* _Directives_
1 – In the embroidery post about push/pull compensation, which fabric does the writer encourage beginners to work with?
2 – Pick up the embroidery post on push/pull compensation after its last sentence and carry it on in the same voice.

* _Given passage_

⁂

Just like many of the crafts, there are so many words that
are specific to embroidery. Often the word is self explanatory, but IMHO
Push/Pull Compensation (PC) is not one of them. Today, I am going to do a very
general discussion of PC. I am by no means an expert, but I did learn a few things and want to share. Sharing is the whole reason for my doing my blog. Some of these blogs are diamonds, some are reviews and some are just discussion. This one is a diamond (IMHO).
So many factors affect the
outcome for your project; the weight and stretching of the fabric, the type of
fabric (woven versus knit) and the original digitization just to mention a few
of those issues. PC is generally taught to digitizers, but
I have not seen any classes that include it for embroiderers. Understanding is the first step to correcting.
A digitizer must create a design that will work for a 'general' fabric
base. Some digitizing says that a particular design may indicate that a particular design is best on heavy or light fabric, but most do not. Understanding
digitizing will incredibly change your view of embroidery. Additionally, there are so
many things a digitizer needs to be proficient in!! PC is just one of them.
I always encourage beginners (a short tutorial with tips for everyone) to work with denim and play with different types
of designs. The reason for that is so that the newbie will experience success. Denim is so forgiving. If you have puckering or problems with denim, that would be generally unusual.
There are two times when you will see something like the attached failure:
That was an edging around the free standing lace. The stabilizer (it
really was not Badgemaster) expanded the hole made by the needle and caused
stabilizer to spread. So when the edge came along, it was still in
position of the original stitching while the stabilizer was 2mm (1/8") away. For the most part, this is stabilizer failure.
On to PC. Once again, the weight and stretch of the
fabric, woven (we also know that woven has some stretch too!), or knit, etc.,
can and will possibly make your stitches not as planned.
Let's say that you are doing a very large letter "I". In some cases, there will be a single row of satin stitches. If it is really big, it is likely to have one stitching line traveling one way and a return stitch coming back the other direction. Every needle penetration grabs the bobbin and together they 'pull' to make a snug/tight stitch. Longer stitches are effected even more by PC.

⁂

* _Supplied material_
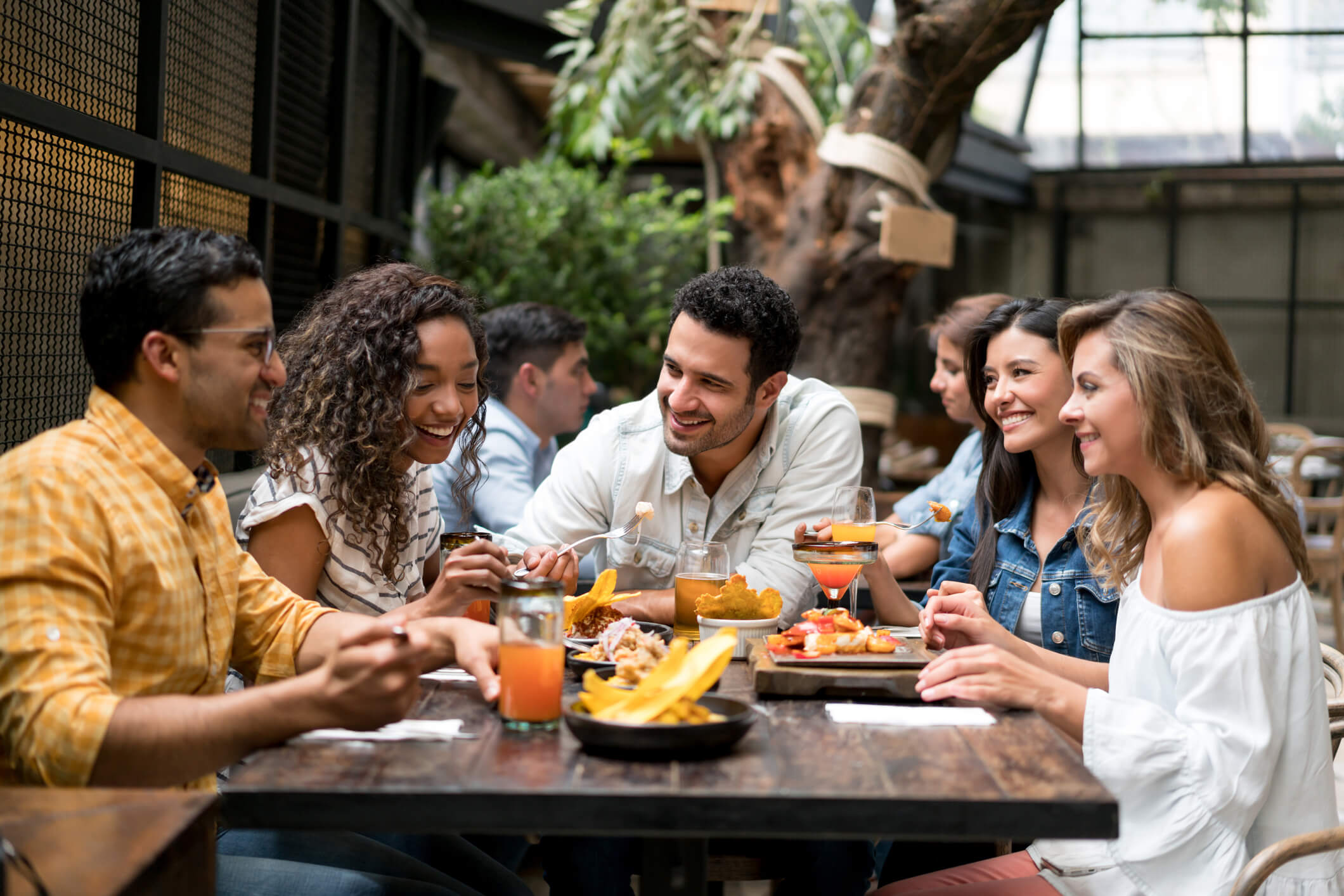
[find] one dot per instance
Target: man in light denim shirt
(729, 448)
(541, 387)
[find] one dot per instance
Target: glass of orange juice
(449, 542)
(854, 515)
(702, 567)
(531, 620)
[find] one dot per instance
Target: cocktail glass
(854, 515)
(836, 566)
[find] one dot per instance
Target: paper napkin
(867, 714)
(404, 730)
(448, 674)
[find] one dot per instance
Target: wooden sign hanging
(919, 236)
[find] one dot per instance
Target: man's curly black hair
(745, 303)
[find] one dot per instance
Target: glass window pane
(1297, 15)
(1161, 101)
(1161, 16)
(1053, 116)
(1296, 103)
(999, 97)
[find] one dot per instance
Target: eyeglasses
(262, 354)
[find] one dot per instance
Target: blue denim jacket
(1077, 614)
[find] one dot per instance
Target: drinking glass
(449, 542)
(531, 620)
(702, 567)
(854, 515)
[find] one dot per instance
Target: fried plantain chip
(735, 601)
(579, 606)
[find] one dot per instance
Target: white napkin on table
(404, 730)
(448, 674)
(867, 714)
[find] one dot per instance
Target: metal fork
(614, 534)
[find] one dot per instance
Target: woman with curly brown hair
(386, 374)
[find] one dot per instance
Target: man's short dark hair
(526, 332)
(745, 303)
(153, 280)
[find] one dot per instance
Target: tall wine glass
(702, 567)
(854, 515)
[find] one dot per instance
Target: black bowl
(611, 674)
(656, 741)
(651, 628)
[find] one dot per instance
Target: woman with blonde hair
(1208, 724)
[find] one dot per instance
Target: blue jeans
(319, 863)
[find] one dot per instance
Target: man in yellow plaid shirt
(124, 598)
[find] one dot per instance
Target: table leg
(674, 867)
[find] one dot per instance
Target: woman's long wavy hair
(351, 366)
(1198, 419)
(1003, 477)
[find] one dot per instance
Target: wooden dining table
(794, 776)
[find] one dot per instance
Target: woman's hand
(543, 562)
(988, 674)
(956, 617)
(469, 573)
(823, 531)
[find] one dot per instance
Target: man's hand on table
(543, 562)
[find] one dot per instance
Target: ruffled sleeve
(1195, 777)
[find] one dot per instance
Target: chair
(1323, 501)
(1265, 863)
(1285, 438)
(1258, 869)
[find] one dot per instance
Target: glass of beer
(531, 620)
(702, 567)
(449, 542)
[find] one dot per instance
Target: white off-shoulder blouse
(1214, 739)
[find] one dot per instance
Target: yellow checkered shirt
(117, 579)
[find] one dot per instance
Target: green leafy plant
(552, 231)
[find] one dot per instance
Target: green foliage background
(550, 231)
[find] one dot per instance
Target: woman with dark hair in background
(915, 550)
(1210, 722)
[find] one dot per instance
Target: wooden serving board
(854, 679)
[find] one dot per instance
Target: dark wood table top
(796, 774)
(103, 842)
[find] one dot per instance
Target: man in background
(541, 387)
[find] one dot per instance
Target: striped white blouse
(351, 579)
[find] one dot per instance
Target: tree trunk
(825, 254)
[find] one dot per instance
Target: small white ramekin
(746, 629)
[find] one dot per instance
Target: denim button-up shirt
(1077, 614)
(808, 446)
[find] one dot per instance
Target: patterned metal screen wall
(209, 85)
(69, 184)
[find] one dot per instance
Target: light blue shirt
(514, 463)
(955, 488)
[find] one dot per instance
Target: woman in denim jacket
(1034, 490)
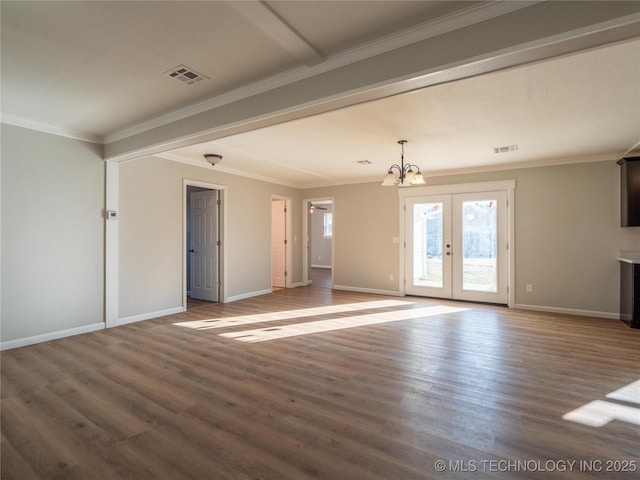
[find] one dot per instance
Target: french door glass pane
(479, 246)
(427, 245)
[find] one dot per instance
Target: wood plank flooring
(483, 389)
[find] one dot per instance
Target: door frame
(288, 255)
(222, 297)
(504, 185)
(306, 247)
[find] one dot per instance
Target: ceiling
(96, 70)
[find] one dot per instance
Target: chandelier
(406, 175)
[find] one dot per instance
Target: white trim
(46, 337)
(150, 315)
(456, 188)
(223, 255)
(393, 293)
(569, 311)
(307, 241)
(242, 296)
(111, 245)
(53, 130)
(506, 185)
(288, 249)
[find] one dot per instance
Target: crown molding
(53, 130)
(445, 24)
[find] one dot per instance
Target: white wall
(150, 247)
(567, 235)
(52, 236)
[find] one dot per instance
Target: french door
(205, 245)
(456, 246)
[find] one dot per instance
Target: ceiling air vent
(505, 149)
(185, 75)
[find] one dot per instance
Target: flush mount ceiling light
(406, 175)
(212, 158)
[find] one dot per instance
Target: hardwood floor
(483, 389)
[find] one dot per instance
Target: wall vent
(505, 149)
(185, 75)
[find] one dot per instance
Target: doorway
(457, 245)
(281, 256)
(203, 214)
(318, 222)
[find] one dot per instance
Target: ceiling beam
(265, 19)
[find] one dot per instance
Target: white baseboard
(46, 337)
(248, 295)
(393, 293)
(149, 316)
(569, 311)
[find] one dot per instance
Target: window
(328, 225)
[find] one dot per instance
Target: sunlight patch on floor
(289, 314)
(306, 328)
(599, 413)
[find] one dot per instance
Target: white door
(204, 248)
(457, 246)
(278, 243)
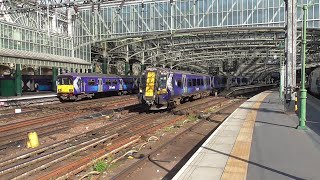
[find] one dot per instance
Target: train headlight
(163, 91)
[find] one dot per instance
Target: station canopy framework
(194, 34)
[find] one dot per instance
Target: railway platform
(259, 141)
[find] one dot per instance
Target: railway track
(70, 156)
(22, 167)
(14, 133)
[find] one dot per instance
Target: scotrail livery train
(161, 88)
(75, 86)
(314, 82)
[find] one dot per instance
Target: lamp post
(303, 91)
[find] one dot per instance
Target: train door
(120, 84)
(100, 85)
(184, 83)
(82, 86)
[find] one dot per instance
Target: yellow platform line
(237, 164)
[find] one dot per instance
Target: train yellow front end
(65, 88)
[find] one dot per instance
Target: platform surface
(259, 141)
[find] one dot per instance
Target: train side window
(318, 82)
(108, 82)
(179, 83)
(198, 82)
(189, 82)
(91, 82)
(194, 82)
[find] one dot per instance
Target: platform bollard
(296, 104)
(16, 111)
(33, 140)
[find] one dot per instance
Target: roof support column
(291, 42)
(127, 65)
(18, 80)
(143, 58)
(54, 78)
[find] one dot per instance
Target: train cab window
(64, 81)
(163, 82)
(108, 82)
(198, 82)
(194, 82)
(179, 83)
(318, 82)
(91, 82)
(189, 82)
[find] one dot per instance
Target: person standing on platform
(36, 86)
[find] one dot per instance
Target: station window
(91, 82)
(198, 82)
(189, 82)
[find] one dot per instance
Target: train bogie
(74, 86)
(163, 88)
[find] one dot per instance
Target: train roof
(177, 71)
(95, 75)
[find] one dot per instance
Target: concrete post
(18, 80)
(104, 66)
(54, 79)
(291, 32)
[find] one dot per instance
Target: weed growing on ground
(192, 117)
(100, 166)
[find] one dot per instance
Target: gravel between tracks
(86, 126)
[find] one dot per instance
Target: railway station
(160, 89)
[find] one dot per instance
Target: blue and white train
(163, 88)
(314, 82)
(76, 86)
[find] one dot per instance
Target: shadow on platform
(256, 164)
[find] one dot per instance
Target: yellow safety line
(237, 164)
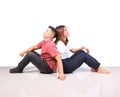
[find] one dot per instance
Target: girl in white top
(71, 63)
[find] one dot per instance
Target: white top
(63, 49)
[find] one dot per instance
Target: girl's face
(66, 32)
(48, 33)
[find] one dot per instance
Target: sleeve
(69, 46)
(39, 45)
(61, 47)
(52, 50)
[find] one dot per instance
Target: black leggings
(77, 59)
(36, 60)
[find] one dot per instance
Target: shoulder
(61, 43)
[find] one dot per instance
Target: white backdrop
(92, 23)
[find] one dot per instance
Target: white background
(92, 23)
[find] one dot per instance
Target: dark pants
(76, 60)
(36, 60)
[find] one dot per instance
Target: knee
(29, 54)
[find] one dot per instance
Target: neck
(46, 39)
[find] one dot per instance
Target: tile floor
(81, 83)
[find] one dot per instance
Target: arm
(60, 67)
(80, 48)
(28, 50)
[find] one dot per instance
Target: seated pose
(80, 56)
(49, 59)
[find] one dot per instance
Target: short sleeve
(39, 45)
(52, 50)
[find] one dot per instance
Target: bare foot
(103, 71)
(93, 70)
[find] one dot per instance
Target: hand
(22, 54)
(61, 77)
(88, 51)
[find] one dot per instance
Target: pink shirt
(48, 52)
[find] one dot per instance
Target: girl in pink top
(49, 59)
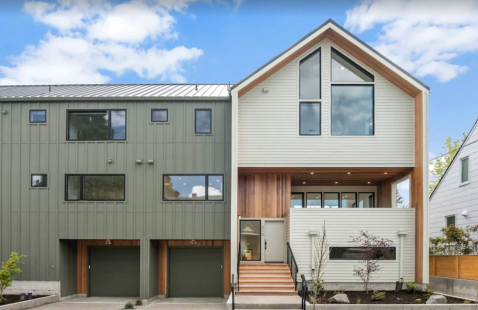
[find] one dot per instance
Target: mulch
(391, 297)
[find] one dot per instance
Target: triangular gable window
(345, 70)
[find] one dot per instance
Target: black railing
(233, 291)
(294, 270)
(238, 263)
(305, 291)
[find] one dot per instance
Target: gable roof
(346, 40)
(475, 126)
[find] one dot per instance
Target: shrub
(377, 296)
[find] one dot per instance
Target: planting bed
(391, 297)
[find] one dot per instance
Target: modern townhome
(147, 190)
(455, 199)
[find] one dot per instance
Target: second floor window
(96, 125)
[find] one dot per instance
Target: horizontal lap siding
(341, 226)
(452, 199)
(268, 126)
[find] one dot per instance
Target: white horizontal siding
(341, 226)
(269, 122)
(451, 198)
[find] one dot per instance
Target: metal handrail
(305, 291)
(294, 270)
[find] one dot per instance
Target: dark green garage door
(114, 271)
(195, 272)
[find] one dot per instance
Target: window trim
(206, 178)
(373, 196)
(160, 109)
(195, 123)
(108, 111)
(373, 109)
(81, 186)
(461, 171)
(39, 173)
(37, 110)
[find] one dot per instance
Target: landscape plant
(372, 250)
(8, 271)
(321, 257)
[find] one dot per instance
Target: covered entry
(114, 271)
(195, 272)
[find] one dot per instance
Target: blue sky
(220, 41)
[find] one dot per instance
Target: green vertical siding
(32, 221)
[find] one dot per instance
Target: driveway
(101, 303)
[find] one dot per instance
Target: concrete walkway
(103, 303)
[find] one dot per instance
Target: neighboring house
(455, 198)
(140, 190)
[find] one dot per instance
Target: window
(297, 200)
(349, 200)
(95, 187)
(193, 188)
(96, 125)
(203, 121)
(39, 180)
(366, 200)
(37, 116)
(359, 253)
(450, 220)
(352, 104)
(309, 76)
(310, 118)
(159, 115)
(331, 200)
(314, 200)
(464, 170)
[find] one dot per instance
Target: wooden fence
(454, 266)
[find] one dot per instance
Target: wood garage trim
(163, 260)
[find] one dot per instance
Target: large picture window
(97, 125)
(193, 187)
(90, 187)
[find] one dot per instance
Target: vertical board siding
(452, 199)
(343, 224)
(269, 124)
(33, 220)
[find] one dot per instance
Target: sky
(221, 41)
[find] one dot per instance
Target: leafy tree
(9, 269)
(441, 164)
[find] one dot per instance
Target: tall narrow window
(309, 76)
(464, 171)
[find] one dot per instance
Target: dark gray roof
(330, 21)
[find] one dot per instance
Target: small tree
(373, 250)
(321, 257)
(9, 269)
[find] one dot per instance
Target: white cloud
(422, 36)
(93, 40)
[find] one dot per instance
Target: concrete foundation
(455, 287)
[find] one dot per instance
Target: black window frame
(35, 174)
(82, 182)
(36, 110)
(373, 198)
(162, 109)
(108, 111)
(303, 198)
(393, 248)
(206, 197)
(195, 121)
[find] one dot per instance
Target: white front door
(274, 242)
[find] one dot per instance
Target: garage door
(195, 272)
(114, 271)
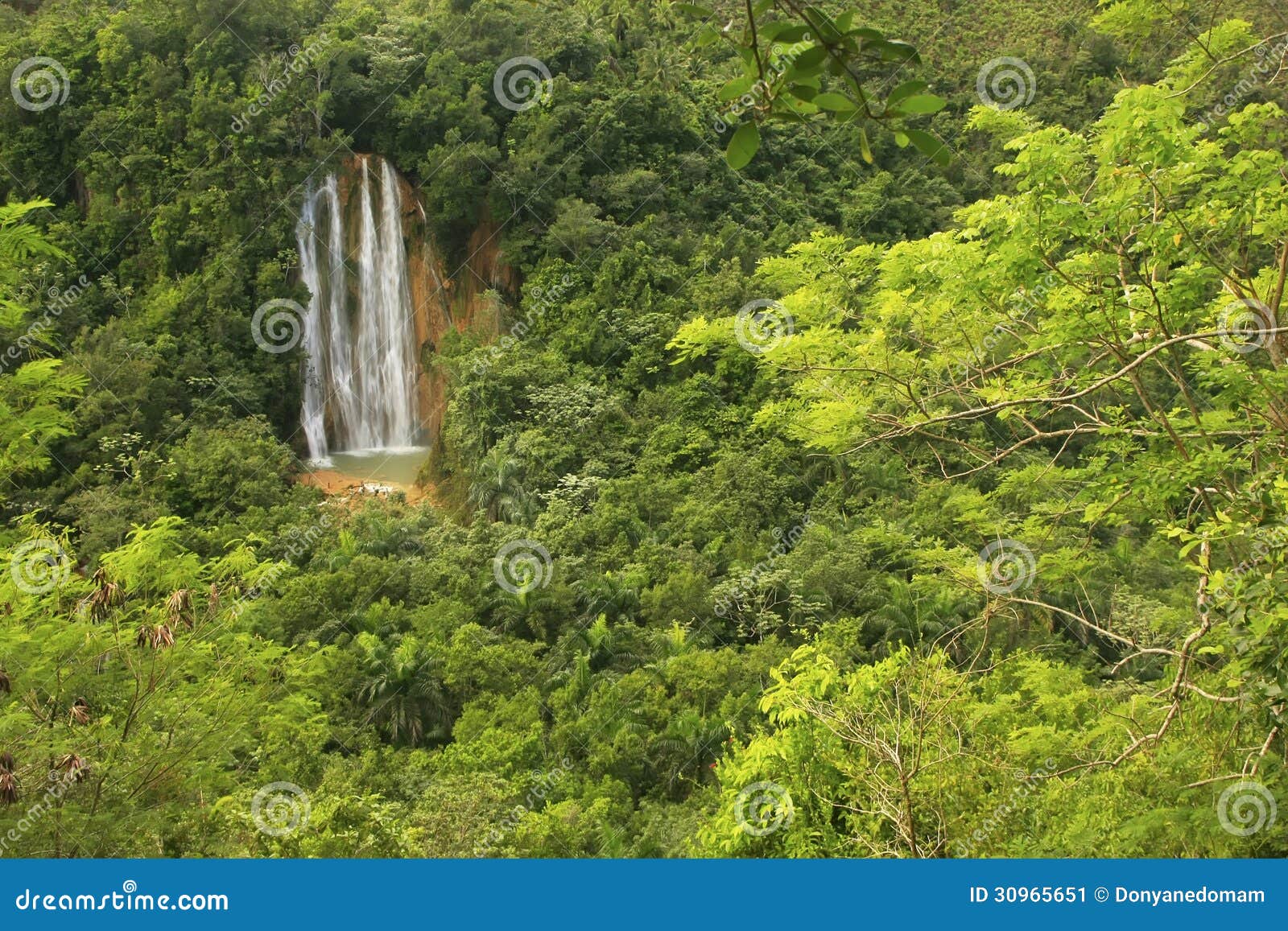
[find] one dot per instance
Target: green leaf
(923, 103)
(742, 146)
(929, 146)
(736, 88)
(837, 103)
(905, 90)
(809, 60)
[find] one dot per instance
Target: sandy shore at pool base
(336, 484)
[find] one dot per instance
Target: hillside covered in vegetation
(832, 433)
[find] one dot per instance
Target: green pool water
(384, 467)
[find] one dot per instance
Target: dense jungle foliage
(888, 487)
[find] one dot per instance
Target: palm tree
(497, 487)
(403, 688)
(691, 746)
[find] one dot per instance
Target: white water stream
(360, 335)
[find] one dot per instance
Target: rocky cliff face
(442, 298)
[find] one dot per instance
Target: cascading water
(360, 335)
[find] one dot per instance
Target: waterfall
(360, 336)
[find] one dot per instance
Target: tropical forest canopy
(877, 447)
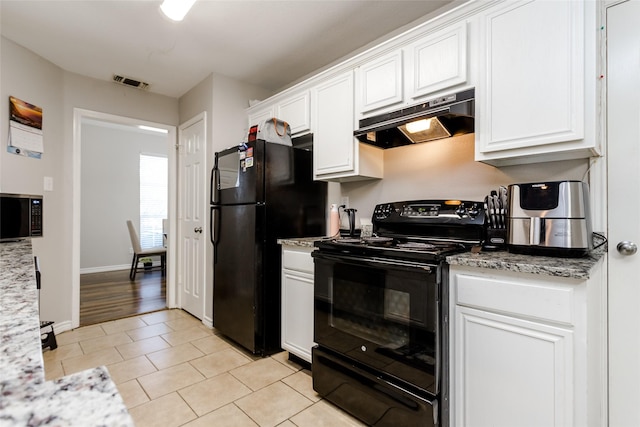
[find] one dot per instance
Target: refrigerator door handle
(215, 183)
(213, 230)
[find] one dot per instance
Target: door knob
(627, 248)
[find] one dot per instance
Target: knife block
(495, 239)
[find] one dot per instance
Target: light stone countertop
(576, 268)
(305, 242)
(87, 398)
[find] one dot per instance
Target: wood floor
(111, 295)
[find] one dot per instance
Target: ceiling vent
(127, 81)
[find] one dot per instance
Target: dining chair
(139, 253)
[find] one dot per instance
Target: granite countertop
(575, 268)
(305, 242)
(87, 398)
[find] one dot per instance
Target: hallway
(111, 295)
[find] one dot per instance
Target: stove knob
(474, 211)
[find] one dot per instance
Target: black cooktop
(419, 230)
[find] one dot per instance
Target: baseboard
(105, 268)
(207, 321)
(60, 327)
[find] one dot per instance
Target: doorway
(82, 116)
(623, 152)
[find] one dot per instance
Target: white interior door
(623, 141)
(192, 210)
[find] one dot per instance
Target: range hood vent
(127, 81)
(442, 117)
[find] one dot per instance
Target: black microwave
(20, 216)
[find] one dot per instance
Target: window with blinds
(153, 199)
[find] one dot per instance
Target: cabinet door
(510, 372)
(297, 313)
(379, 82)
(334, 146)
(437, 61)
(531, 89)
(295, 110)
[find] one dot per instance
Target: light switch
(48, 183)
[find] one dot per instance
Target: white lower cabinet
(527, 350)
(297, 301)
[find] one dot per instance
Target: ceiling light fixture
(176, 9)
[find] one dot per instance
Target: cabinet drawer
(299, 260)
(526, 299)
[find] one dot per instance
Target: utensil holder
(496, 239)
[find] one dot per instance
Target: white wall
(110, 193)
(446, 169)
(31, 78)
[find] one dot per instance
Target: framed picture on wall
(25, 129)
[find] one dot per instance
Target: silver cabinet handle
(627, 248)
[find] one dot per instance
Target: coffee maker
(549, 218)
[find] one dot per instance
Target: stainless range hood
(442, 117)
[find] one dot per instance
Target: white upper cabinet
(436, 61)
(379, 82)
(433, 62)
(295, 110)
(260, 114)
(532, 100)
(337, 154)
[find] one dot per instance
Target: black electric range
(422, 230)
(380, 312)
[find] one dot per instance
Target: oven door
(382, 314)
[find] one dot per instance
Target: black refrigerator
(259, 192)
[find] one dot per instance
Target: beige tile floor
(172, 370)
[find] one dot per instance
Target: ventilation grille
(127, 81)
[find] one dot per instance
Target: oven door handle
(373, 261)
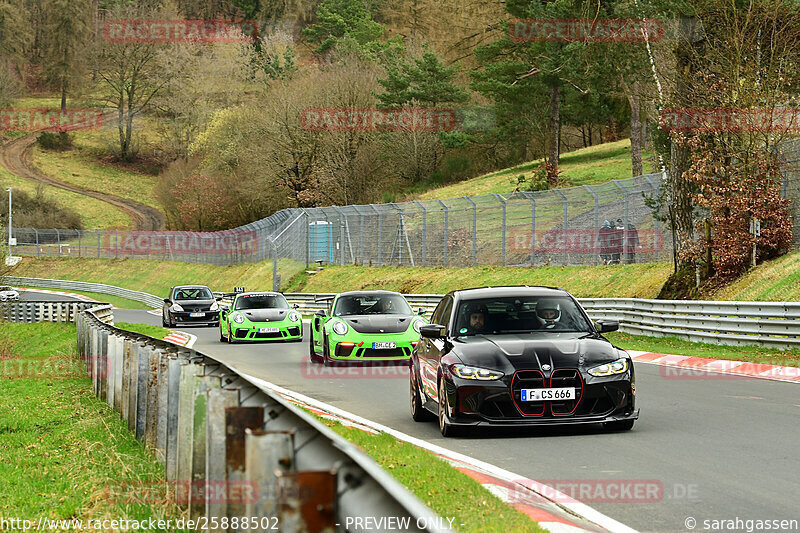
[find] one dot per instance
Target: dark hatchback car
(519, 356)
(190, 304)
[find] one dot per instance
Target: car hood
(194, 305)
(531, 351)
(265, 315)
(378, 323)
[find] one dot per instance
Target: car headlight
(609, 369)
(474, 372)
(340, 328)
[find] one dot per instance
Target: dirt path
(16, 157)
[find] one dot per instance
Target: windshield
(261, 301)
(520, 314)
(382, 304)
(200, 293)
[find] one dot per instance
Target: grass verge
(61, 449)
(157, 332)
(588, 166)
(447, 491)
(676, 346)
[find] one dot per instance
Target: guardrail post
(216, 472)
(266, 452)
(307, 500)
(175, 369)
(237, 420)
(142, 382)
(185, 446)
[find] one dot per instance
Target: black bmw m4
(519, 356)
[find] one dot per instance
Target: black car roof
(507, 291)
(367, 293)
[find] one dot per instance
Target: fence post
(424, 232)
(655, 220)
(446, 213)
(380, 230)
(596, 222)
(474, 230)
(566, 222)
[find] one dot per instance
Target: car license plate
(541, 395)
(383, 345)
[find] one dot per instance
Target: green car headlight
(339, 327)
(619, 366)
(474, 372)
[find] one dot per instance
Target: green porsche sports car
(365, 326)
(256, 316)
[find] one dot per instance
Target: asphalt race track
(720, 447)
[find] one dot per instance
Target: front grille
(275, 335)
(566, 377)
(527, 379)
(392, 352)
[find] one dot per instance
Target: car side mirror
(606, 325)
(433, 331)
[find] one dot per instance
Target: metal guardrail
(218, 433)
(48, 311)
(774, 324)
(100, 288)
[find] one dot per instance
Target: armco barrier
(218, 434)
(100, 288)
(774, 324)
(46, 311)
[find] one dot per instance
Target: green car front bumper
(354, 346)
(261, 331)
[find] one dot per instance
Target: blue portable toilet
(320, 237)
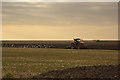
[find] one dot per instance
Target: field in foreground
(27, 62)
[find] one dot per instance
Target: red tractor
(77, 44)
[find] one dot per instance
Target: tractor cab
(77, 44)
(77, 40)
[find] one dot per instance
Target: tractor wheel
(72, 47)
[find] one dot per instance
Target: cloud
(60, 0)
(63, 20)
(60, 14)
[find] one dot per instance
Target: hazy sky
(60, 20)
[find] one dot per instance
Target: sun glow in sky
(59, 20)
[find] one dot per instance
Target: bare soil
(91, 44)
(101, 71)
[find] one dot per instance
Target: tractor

⁂

* _Answer set_
1 – Denim.

2 –
Stitches are “pulled in" causing a shortening effect. They are
"pushed out" when the stitch direction reverses. While these
actions are not equal, they will need to both be adjusted. The
digitizer has already attempted to make these adjustments, but it was done so
for a 'general' audience, and your project is very specific.
Lets add to the mix - not all
machines have the same tensions. Embroidery speed, tensions, stretchier/more
stable fabric, different threads (This blog discusses how 40 weight
threads are NOT all the same) Did you want to know that they are not the
same? Just like any other talent to master, this is another that only experience will cure.
OK, you have an idea of the straight
up and down stitching. Now get a little more involved. Lets say
that you are putting baby blocks stacked one upon the other. In order to
have no gap, you will be increasing the 'pull compensation' so that they overlap
just a small amount. As you learn to estimate your compensation, you will
get better at judging how much to fine-tune your numbers.
is difficult to master. However, 'playing' with the designs will give you
an idea of where you understand versus some confusion. There is a lot
more information on the Net about this compensation issue, but nothing works
better than trial and error. Incidentally, the auto-digitize types of
programs may well have some compensation features, but it is likely that you will be
modifying any designs or be OK with a design that is less than professional.
Here is my version of PC.
The arrow on the left is pointing to the registration issue. There is a line around both of these (they are the same except for PC) and on the left, you can see that the stitching does not meet the edge line.
The arrow on the right shows the puckering - which is nearly absent on the one on the right.
Compensation is used for satin stitching but could be an issue for
running stitches as well. Don't forget, sometimes you get what you paid for when
downloading those freebies. AnnTheGran has high quality designs.
Free or paid, I have never been unhappy with any design. I actually have
complained to two different sites - you would know their names - but they
felt that the design was just fine.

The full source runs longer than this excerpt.